- **WORK TO COMPLETE**
Copy the material below verbatim, line for line.

- **RAW DATA**
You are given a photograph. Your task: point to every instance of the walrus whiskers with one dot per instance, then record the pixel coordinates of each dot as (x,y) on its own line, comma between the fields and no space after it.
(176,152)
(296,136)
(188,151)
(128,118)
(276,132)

- **REPLY**
You are given a photograph. Your task: point to every instance of the walrus whiskers with one dot per instance, then record the pixel coordinates of each dot as (x,y) on its own line, comma between the fields and no space after it.
(176,152)
(296,136)
(188,151)
(128,118)
(276,132)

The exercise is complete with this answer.